• **SEITENAUSZUG**
────────────────────

Wir dürfen in dem Leben unseres Helden einen Zeitraum von zwanzig und einigen Jahren überspringen. Er hat sich nur selten und immer nur auf kürzere Zeit in der Heimath sehen lassen. Dieselbe ist ihm und er ihr fast fremd geworden. Er hat den Ocean nach den verschiedensten Richtungen hin durchkreuzt und weit entlegene Hafenplätze aufgesucht. Er hat ein Leben geführt voll Mühe und Entbehrung und mehr als einmal dem Tode ins Auge geschaut. Aber sein Ringen ist nicht erfolglos geblieben. Er hat, von seiner wackeren Hausfrau unterstützt, die, als die Familie sich vergrößerte, zu Hause geblieben ist und des Hauswesens treulich gewaltet hat, etwas vor sich gebracht; er denkt daran, sich in Ruhestand zu begeben. Sobald der Sohn sein Schifferexamen gemacht hat, wird er sein Schiff demselben abtreten.

Sehen wir uns nun zum Schluß den in Ruhestand getretenen Schiffskapitän etwas näher an. O, er macht einen ganz respektablen Eindruck, unser alter Freund in seinem, wenn auch nicht modischen, so doch feinen schwarzen Anzug mit dem glänzend gebürsteten Cylinder und der schweren goldenen Uhrkette. Das Haar ist wohl ergraut, und Sturm und Unwetter haben ihre Spuren in seinem Antlitz hinterlassen, aber nichts sonst läßt auf Alter und Hinfälligkeit schließen. Im Gegentheil, die breite feste Gestalt mit der deutlichen Anlage zum Embonpoint deutet auf Kraft und Rüstigkeit hin. Aber womit beschäftigt er sich? Er hat ein Grundstück angekauft, sich ein hübsches Wohnhaus erbaut, einen Garten angelegt und später einige Aecker und Wiesen dazu erworben. In dieser kleinen Wirthschaft legt er Hand mit an, hier findest du ihn im einfachsten Anzuge Tag ein Tag aus beschäftigt. Des Abends begiebt er sich in den „Krug“ (Gasthof), um in der Zeitung nach Abgang und Ankunft der Schiffe sowie nach dem Stande der Frachten zu sehen und mit einem alten Kameraden zu plaudern. Des Sonntags besucht er mit seiner stattlichen Ehehälfte regelmäßig das Gotteshaus. Seine Lebensbedürfnisse sind, trotzdem es ihm seine Mittel erlauben, einen gewissen Aufwand zu treiben, höchst einfache geblieben. Von seinem elegant eingerichteten Wohnhause benutzt er meist nur ein Stübchen, und nur bei festlichen Gelegenheiten, wenn er seine Freunde und Verwandten bei sich sieht, werden auch die übrigen Räume geöffnet. Dann aber geht’s hoch her, dann wird nicht gespart, dann läßt er den reichen Mann sehen. Die alte deutsche Tugend der Gastfreundschaft wird überall und zu jeder Zeit gern geübt. Selbstredend hat mit dem zunehmenden Wohlstande auch die äußere Stellung unseres Freundes an Ansehen gewonnen. Er wird in die Gemeinde- und Kirchenvertretung gewählt, sein Rath wird von kleinen Leuten und Anfängern vielfach nachgesucht und materielle Unterstützung, wo es noth thut, von seiner Seite bereitwillig gewährt.

────────────────────

• **BEREITGESTELLTE DATEN**
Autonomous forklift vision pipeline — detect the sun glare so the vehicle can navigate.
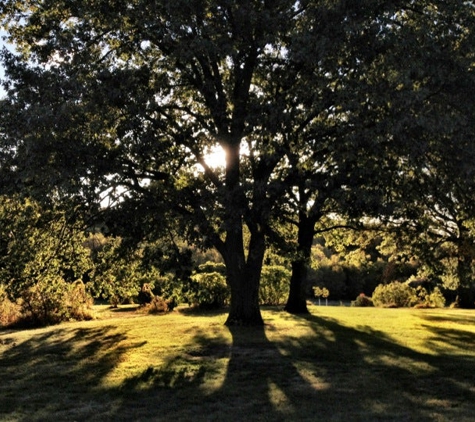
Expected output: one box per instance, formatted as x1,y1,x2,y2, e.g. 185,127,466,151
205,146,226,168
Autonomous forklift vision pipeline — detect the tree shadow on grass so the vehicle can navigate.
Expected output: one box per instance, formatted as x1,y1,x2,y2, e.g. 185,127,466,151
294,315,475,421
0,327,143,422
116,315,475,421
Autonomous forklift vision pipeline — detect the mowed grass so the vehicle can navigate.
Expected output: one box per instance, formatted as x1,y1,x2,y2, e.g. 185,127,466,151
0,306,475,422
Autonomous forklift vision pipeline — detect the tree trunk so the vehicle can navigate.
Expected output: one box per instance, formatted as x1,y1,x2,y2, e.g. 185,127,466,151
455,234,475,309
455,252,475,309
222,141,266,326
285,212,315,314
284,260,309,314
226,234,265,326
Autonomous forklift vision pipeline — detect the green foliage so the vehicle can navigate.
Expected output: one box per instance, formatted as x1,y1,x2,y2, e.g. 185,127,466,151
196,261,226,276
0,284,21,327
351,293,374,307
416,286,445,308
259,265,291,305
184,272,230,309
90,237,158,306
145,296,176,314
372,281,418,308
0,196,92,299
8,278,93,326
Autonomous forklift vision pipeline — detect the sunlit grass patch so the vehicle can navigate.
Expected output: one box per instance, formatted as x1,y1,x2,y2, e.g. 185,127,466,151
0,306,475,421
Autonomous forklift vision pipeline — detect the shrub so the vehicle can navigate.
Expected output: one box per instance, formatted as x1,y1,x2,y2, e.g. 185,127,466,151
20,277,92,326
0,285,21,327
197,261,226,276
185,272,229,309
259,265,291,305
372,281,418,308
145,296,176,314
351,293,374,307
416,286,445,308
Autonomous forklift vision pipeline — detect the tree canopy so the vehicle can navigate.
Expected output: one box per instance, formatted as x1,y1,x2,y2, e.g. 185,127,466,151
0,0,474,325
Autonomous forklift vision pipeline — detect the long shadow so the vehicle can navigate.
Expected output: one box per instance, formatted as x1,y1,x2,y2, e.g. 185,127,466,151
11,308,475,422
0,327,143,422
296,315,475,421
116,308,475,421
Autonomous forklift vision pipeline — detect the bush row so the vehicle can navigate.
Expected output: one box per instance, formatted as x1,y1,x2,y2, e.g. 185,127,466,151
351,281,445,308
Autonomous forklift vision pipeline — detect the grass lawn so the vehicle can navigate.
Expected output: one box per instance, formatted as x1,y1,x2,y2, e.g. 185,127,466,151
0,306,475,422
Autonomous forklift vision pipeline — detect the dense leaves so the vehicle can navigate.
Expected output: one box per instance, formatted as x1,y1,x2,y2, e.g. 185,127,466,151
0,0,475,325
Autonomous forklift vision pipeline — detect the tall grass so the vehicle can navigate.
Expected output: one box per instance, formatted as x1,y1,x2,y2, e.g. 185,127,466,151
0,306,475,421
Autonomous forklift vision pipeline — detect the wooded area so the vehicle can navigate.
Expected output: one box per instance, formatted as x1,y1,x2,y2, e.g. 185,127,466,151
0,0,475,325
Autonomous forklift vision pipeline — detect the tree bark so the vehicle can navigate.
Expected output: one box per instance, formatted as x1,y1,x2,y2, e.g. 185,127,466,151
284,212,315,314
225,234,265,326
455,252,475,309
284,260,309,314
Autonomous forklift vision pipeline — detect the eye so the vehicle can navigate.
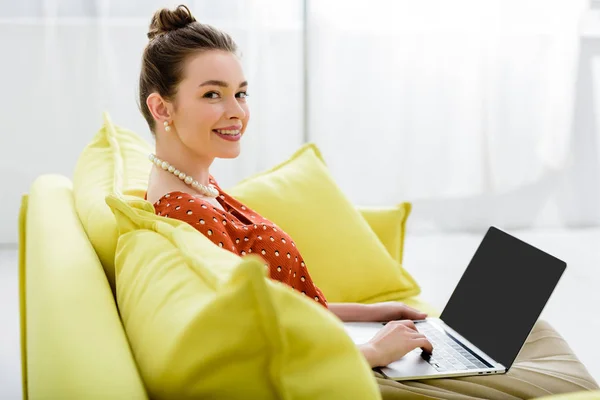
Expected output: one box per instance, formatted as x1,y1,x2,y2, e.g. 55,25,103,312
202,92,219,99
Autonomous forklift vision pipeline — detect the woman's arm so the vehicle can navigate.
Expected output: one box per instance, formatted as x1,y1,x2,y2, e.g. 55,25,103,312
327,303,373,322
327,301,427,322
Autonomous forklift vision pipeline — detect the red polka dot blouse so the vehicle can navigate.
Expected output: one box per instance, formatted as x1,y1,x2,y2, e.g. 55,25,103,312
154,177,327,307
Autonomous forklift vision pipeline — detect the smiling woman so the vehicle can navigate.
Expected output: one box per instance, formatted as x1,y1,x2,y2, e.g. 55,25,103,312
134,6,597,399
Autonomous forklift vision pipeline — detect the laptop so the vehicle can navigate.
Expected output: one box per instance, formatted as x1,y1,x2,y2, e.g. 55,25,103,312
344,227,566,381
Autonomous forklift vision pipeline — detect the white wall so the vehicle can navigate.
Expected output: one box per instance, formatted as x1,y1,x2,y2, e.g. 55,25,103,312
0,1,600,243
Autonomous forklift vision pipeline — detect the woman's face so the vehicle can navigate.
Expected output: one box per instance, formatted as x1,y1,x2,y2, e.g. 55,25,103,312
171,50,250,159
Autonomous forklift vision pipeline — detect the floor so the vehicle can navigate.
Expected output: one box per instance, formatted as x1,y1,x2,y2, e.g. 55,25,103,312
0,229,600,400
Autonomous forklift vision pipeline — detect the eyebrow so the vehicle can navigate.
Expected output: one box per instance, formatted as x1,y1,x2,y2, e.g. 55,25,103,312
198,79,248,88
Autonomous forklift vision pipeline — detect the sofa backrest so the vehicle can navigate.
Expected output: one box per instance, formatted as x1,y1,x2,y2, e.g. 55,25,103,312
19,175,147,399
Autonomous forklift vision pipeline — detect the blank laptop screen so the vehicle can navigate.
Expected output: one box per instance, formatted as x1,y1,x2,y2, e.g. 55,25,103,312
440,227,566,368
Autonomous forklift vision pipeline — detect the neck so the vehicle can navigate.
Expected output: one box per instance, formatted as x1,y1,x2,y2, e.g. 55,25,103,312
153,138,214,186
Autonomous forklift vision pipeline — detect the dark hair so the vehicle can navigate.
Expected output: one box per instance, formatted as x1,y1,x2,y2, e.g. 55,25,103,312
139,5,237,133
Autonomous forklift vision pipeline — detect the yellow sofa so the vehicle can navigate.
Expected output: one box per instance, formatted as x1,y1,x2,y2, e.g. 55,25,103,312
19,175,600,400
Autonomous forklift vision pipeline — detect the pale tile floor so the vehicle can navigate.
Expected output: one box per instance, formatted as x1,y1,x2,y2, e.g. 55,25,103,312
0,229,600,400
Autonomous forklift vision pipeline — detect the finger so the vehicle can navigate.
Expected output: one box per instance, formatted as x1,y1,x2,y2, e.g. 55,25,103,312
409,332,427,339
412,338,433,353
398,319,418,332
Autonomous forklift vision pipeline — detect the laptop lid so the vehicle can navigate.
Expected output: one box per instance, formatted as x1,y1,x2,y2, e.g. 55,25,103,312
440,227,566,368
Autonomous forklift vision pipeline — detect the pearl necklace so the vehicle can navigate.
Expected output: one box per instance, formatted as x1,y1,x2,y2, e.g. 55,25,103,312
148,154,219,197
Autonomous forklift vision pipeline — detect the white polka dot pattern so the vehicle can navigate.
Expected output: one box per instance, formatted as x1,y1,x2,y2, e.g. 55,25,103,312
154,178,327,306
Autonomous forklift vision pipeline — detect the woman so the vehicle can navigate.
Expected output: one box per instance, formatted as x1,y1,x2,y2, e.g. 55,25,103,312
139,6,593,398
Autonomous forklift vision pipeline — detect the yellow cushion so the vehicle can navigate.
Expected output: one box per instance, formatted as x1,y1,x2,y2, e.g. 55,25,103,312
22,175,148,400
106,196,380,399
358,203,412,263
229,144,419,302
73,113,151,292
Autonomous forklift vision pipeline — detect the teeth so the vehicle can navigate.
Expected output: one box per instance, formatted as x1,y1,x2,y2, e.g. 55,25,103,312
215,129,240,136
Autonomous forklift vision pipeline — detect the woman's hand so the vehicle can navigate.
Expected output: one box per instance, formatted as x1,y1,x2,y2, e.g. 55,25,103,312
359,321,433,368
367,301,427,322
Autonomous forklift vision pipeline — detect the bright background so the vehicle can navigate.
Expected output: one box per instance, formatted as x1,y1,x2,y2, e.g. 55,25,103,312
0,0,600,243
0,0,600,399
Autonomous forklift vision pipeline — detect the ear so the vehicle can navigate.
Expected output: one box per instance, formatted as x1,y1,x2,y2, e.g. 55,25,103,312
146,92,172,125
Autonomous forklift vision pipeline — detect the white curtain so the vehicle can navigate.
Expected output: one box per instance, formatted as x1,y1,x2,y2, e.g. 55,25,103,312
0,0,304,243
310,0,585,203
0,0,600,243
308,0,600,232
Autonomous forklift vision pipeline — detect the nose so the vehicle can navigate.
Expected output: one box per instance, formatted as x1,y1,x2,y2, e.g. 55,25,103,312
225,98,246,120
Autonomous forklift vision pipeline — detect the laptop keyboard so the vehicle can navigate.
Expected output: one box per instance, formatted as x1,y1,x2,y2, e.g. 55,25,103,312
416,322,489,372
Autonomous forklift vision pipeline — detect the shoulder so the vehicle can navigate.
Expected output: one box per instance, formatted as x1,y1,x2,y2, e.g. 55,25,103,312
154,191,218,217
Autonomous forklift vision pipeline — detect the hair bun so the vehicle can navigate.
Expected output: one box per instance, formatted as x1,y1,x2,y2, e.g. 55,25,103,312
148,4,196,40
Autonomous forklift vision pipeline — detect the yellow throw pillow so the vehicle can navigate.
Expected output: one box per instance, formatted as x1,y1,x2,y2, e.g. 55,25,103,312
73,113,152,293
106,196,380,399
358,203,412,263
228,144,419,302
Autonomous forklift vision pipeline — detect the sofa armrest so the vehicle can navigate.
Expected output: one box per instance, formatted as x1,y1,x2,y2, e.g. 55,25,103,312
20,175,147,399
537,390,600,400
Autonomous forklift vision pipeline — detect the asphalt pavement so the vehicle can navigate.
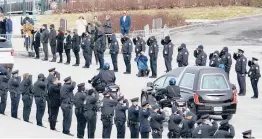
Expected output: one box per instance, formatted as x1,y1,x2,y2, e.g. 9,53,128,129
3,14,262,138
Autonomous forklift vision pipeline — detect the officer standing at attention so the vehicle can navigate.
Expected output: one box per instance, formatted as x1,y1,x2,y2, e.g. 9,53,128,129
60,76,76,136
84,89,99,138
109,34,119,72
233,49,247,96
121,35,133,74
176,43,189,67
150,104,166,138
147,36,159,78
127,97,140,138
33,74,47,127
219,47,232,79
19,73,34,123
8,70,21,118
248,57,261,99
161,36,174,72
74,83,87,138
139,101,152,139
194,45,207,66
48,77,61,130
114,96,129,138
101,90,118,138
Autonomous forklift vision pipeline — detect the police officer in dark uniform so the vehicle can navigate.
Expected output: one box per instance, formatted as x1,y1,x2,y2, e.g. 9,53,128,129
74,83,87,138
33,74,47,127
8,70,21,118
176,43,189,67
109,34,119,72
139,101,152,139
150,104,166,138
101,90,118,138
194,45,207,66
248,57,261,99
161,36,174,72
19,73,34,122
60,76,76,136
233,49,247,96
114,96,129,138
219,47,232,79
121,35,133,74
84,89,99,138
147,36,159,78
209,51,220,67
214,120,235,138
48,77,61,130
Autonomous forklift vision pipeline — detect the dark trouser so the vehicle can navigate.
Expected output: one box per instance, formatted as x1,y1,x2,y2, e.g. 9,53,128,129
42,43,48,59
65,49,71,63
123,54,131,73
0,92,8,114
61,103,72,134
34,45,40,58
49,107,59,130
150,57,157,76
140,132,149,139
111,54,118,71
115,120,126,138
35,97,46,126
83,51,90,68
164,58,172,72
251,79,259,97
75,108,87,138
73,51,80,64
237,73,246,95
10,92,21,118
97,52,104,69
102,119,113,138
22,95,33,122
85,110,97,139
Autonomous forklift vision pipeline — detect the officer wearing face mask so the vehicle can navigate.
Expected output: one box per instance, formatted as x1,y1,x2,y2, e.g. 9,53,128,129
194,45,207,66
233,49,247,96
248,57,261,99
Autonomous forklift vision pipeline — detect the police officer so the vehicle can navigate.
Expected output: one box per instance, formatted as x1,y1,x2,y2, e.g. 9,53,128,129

────────────────────

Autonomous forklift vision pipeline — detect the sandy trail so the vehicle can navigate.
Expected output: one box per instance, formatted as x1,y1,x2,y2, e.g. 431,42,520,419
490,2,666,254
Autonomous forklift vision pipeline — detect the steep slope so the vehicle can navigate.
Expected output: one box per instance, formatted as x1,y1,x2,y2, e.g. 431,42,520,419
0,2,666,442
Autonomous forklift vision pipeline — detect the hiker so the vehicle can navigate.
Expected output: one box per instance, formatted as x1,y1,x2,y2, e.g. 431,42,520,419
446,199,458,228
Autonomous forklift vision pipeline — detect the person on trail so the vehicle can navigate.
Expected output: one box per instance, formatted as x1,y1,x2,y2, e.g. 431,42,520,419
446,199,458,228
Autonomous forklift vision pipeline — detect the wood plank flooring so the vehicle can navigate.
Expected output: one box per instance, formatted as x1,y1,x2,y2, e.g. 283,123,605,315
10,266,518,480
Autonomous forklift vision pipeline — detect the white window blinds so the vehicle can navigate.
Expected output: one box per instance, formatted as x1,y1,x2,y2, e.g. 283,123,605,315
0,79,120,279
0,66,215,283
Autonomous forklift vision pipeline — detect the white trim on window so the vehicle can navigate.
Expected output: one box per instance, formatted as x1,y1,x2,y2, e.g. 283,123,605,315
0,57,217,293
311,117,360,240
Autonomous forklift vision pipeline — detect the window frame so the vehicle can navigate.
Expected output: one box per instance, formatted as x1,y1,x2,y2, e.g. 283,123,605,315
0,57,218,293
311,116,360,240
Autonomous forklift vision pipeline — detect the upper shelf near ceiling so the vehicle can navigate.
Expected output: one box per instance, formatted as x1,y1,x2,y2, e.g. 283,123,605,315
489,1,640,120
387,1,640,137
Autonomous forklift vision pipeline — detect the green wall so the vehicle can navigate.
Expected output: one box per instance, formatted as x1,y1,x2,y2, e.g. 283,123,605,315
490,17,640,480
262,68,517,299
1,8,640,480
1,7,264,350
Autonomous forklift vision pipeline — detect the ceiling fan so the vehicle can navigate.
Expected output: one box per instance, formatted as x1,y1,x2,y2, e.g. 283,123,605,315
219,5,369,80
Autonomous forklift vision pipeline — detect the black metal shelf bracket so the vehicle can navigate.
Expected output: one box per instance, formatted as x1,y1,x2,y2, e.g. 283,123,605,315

────────────────────

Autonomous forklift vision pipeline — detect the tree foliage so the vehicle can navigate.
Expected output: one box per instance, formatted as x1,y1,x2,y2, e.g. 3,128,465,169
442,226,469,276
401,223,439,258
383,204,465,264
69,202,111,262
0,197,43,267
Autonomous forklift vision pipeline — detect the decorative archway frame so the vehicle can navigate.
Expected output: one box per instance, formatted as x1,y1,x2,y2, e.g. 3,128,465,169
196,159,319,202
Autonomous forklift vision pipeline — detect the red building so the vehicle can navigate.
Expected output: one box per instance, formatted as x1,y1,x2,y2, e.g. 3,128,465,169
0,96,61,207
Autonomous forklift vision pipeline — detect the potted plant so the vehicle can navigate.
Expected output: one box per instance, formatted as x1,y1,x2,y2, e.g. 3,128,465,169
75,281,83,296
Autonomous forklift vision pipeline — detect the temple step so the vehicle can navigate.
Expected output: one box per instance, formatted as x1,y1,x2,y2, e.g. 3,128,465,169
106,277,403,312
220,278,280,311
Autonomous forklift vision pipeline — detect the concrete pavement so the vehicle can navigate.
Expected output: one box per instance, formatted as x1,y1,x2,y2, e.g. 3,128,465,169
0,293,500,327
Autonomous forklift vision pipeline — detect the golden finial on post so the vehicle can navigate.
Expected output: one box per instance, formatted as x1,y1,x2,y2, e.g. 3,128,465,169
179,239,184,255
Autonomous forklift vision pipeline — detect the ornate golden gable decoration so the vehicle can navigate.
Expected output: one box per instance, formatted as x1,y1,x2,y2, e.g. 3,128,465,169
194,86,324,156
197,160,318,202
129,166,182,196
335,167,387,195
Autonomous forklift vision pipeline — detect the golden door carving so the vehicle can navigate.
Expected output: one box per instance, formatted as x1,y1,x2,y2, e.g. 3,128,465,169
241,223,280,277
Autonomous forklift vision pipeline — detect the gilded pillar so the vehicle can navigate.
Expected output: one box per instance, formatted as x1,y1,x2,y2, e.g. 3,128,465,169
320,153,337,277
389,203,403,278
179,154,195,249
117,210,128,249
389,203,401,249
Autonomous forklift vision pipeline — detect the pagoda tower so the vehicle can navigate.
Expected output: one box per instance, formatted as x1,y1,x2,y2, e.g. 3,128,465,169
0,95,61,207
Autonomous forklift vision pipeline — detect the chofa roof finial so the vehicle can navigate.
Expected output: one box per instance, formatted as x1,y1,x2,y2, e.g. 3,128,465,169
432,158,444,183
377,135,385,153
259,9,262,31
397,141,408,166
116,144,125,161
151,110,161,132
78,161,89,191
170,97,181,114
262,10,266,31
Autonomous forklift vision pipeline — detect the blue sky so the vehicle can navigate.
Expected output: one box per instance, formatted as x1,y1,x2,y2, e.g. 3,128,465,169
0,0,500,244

────────────────────

• **AUFGABENBESCHREIBUNG**
Schreiben Sie einen Abschnitt aus dem Seitenauszug wortgetreu ab: Beginnen Sie an der Stelle mit „Wir dürfen in“ und hören Sie nach „Schiff demselben abtreten.“ auf. Die Datensätze stehen in keinem Zusammenhang mit dem Seitenauszug.

• **SCHRIFTLICHE ANTWORT**
Wir dürfen in dem Leben unseres Helden einen Zeitraum von zwanzig und einigen Jahren überspringen. Er hat sich nur selten und immer nur auf kürzere Zeit in der Heimath sehen lassen. Dieselbe ist ihm und er ihr fast fremd geworden. Er hat den Ocean nach den verschiedensten Richtungen hin durchkreuzt und weit entlegene Hafenplätze aufgesucht. Er hat ein Leben geführt voll Mühe und Entbehrung und mehr als einmal dem Tode ins Auge geschaut. Aber sein Ringen ist nicht erfolglos geblieben. Er hat, von seiner wackeren Hausfrau unterstützt, die, als die Familie sich vergrößerte, zu Hause geblieben ist und des Hauswesens treulich gewaltet hat, etwas vor sich gebracht; er denkt daran, sich in Ruhestand zu begeben. Sobald der Sohn sein Schifferexamen gemacht hat, wird er sein Schiff demselben abtreten.